** Opening Source material block **

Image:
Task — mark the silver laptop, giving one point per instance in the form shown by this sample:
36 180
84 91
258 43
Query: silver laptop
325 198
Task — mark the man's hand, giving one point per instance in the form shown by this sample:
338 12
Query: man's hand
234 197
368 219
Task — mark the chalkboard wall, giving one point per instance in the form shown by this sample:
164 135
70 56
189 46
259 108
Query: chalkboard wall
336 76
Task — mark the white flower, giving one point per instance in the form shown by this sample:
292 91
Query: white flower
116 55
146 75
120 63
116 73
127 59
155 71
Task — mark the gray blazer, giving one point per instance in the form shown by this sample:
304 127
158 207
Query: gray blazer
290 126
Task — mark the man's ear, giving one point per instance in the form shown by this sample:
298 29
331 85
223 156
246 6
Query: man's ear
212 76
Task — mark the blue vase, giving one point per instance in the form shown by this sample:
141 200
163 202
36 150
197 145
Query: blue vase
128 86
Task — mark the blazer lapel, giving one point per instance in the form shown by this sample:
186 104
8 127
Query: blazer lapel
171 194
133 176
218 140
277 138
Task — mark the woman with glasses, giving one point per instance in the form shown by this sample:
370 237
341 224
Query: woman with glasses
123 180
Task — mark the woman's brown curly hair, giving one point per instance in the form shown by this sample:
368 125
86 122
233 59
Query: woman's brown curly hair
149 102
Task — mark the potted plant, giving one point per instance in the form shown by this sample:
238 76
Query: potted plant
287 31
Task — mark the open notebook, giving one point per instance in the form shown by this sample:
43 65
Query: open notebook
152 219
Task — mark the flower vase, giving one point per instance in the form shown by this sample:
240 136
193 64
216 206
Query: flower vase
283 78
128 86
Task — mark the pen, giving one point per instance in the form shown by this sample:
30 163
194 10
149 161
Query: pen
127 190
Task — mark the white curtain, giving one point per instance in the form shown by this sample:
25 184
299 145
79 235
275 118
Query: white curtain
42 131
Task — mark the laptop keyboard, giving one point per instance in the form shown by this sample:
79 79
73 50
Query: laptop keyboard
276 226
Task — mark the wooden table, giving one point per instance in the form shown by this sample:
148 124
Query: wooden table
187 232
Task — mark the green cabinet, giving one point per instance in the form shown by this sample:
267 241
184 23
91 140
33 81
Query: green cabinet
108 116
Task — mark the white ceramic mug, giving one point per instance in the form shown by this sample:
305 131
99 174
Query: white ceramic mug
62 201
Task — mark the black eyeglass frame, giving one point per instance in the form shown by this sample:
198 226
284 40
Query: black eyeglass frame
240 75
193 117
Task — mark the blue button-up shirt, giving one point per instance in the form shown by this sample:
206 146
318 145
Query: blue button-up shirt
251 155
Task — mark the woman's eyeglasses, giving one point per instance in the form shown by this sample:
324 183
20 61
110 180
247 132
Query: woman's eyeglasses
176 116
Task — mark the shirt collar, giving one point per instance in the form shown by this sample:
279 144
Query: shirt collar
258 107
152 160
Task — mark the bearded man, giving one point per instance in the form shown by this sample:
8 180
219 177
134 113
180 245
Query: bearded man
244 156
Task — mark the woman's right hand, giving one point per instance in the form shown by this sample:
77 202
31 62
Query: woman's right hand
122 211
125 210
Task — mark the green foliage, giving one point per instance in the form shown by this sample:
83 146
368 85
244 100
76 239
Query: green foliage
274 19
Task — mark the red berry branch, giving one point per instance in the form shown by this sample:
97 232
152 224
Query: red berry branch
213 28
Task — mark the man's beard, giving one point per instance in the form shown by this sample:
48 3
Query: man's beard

** Closing Source material block **

# The problem
Output the data in full, precisely as it appears above.

# Exercise solution
Image:
Task — mark the silver laptop, giving one point per instance in the form shown by this sample:
36 180
84 91
258 43
Query: silver laptop
325 198
Task — mark the man's hand, giving one point per instance in the form shown by this sample:
338 12
Query: man's hand
234 197
368 219
Task — mark the chalkboard wall, giving one point per instance in the form shown by this sample:
164 135
70 56
189 46
259 108
Query: chalkboard wall
336 76
Task — mark the white flower, giving one point per instance in the form shown by this sample:
292 91
Query: white flower
116 55
146 75
120 63
116 73
127 59
155 71
Task — mark the gray blazer, giving one point per instance in the form shown by this sample:
304 127
158 207
Query: gray blazer
290 126
Task — mark the man's ear, giving one point per instance in the form shown by this sample:
298 29
331 85
223 156
246 6
Query: man's ear
212 76
Task — mark the blue vase, giving one point per instance in the form shown by this sample:
141 200
163 202
36 150
197 145
Query: blue vase
128 86
Task — mark the blazer lapel, giving one point per instance in the form shown by this sample:
186 104
8 127
Query: blazer lapel
171 194
133 176
218 140
277 138
Task — mark the woman with glasses, giving one point per instance in the form shown by this sample:
370 237
341 224
Query: woman with glasses
123 180
Task — mark the woman's brown curly hair, giving one point per instance in the form shown by this sample:
368 125
86 122
233 59
Query: woman's brown curly hair
149 102
Task — mark the potted plant, giving one point per instance in the form shown by this sample:
238 76
Query: potted plant
287 31
Task — mark the open notebook, giving one point per instance in the form shown by this sample:
43 65
Query: open notebook
152 219
Task — mark the flower vase, giving one point per instance in the form shown by this sample:
240 136
193 64
216 206
Query: flower vase
283 78
128 86
Task — mark the pen, giving one point per instance in the form shown by this sample:
30 163
194 10
149 161
Query: pen
127 190
Task — mark the white curtain, giving one point per instance in the form shown by this sample:
25 184
299 145
79 235
275 118
Query: white curtain
42 131
Task — mark the laptop keyboard, giving one point per instance in the form shown by this sample:
79 79
73 50
Query: laptop keyboard
276 226
Task — mark the wooden table, giving one point per instance in the form shown by this sample:
148 124
Query: wooden table
187 232
Task — mark the green cabinet, giving one point per instance in the form shown by this sample:
267 241
184 23
91 140
33 81
Query: green cabinet
108 116
Task — mark the white ceramic mug, giving one point per instance in the form shown by this sample:
305 131
99 174
Query: white ceramic mug
62 201
Task — mark the black eyeglass frame, giving one point per instance in the form shown by this sample:
198 226
284 40
Query: black eyeglass frame
240 75
193 117
Task — mark the blue button-up shirt, giving one point per instance in the form shown by this sample:
206 146
318 145
Query: blue button-up shirt
251 155
Task — mark the woman's eyeglasses, giving one point per instance in the form shown by this sample:
324 183
20 61
110 180
247 132
Query: woman's eyeglasses
176 116
Task — mark the shirt collar, giving one point per instance in the form shown by this sample:
279 144
Query: shirt collar
258 107
152 160
Task — mark the bearded man, giving one point per instance in the form shown by this sample:
8 180
219 177
134 113
180 245
Query: bearded man
244 156
Task — mark the woman's right hand, giving one point per instance in the form shown by this sample:
77 202
31 62
Query: woman's right hand
122 211
125 210
Task — mark the green foliage, giving one point per instance in the form shown by this sample:
83 146
368 85
244 100
76 239
Query: green foliage
274 19
Task — mark the red berry branch, giving one point per instance in the form shown by this sample:
97 232
152 224
Query: red berry branch
213 28
Task — mark the man's beard, giving one point per instance in the form shown by this sample:
48 3
Query: man's beard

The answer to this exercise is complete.